WHAT TO DO =
Print the line that contains "[point] every instance of the yellow", then every line after it until the entries end, exactly as they read; do not include pictures.
──────────
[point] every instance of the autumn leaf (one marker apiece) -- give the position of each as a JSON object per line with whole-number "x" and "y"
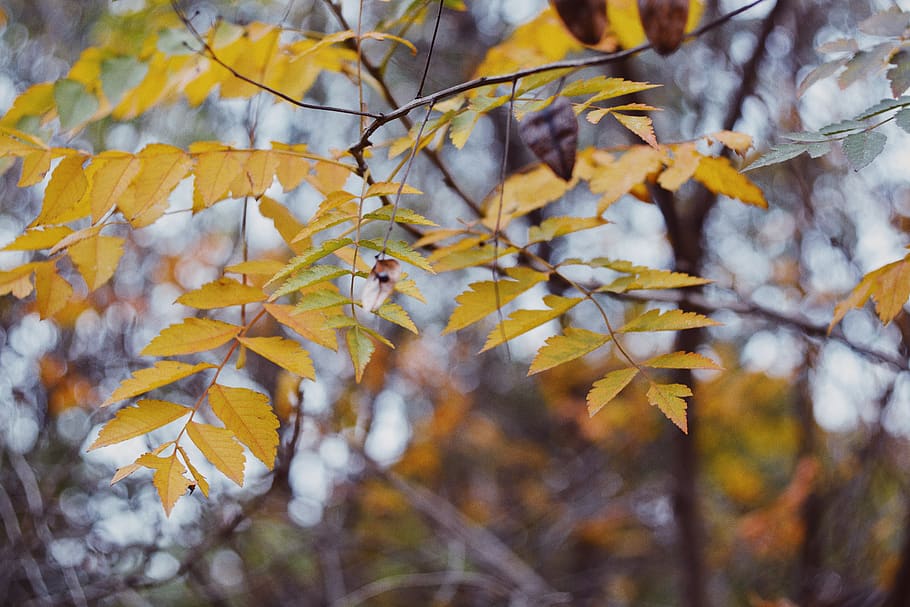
{"x": 221, "y": 293}
{"x": 671, "y": 320}
{"x": 131, "y": 422}
{"x": 219, "y": 446}
{"x": 169, "y": 478}
{"x": 190, "y": 336}
{"x": 163, "y": 372}
{"x": 522, "y": 321}
{"x": 606, "y": 389}
{"x": 285, "y": 353}
{"x": 669, "y": 399}
{"x": 559, "y": 349}
{"x": 248, "y": 415}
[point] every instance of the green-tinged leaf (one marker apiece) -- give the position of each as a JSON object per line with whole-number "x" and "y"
{"x": 777, "y": 154}
{"x": 608, "y": 388}
{"x": 164, "y": 372}
{"x": 889, "y": 286}
{"x": 394, "y": 313}
{"x": 480, "y": 301}
{"x": 168, "y": 479}
{"x": 285, "y": 353}
{"x": 553, "y": 227}
{"x": 719, "y": 176}
{"x": 131, "y": 422}
{"x": 522, "y": 321}
{"x": 669, "y": 399}
{"x": 197, "y": 476}
{"x": 573, "y": 343}
{"x": 191, "y": 336}
{"x": 248, "y": 415}
{"x": 862, "y": 148}
{"x": 75, "y": 105}
{"x": 384, "y": 213}
{"x": 321, "y": 299}
{"x": 221, "y": 293}
{"x": 399, "y": 249}
{"x": 219, "y": 446}
{"x": 309, "y": 257}
{"x": 682, "y": 360}
{"x": 671, "y": 320}
{"x": 309, "y": 276}
{"x": 360, "y": 348}
{"x": 120, "y": 74}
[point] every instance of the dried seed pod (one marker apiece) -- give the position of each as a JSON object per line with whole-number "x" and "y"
{"x": 585, "y": 19}
{"x": 664, "y": 22}
{"x": 552, "y": 134}
{"x": 380, "y": 283}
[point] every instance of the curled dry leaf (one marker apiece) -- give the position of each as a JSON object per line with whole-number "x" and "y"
{"x": 585, "y": 19}
{"x": 552, "y": 134}
{"x": 380, "y": 283}
{"x": 664, "y": 22}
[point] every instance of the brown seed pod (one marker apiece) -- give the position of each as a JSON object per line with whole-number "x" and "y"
{"x": 380, "y": 283}
{"x": 585, "y": 19}
{"x": 664, "y": 22}
{"x": 552, "y": 134}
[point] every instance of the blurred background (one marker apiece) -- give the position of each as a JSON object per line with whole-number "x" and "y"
{"x": 479, "y": 485}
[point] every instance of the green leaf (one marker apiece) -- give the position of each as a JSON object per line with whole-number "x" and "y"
{"x": 394, "y": 313}
{"x": 862, "y": 148}
{"x": 671, "y": 320}
{"x": 75, "y": 105}
{"x": 480, "y": 301}
{"x": 606, "y": 389}
{"x": 573, "y": 343}
{"x": 120, "y": 74}
{"x": 361, "y": 349}
{"x": 522, "y": 321}
{"x": 669, "y": 399}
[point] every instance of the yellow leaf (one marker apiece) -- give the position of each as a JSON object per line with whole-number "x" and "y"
{"x": 197, "y": 476}
{"x": 53, "y": 292}
{"x": 559, "y": 349}
{"x": 162, "y": 168}
{"x": 164, "y": 372}
{"x": 671, "y": 320}
{"x": 682, "y": 360}
{"x": 63, "y": 199}
{"x": 285, "y": 353}
{"x": 719, "y": 176}
{"x": 131, "y": 422}
{"x": 889, "y": 286}
{"x": 681, "y": 167}
{"x": 669, "y": 399}
{"x": 522, "y": 321}
{"x": 190, "y": 336}
{"x": 360, "y": 348}
{"x": 96, "y": 258}
{"x": 38, "y": 238}
{"x": 169, "y": 478}
{"x": 35, "y": 166}
{"x": 310, "y": 325}
{"x": 221, "y": 293}
{"x": 215, "y": 171}
{"x": 219, "y": 446}
{"x": 110, "y": 174}
{"x": 480, "y": 300}
{"x": 248, "y": 415}
{"x": 616, "y": 177}
{"x": 606, "y": 389}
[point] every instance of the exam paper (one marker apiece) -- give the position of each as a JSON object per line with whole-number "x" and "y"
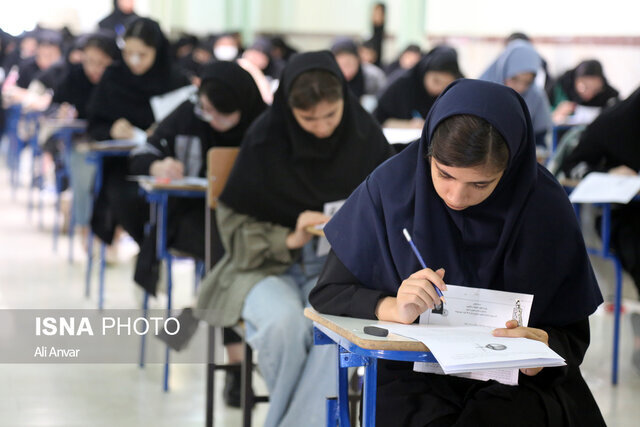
──────────
EXERCISE RESPONSE =
[point] every instance of the yellow leaf (one marker apiece) -- give the position of each as a JSON object per line with whole-number "x" and "y"
{"x": 197, "y": 476}
{"x": 53, "y": 292}
{"x": 559, "y": 349}
{"x": 162, "y": 168}
{"x": 164, "y": 372}
{"x": 671, "y": 320}
{"x": 682, "y": 360}
{"x": 63, "y": 199}
{"x": 285, "y": 353}
{"x": 719, "y": 176}
{"x": 131, "y": 422}
{"x": 889, "y": 286}
{"x": 681, "y": 167}
{"x": 669, "y": 399}
{"x": 522, "y": 321}
{"x": 190, "y": 336}
{"x": 360, "y": 348}
{"x": 96, "y": 258}
{"x": 38, "y": 238}
{"x": 169, "y": 478}
{"x": 35, "y": 166}
{"x": 310, "y": 325}
{"x": 221, "y": 293}
{"x": 215, "y": 171}
{"x": 219, "y": 446}
{"x": 110, "y": 174}
{"x": 480, "y": 300}
{"x": 248, "y": 415}
{"x": 616, "y": 177}
{"x": 606, "y": 389}
[point] every instance of the exam paper (one marker apiece) -- give the position of each as a JSON object per line with whole-number "x" and "y"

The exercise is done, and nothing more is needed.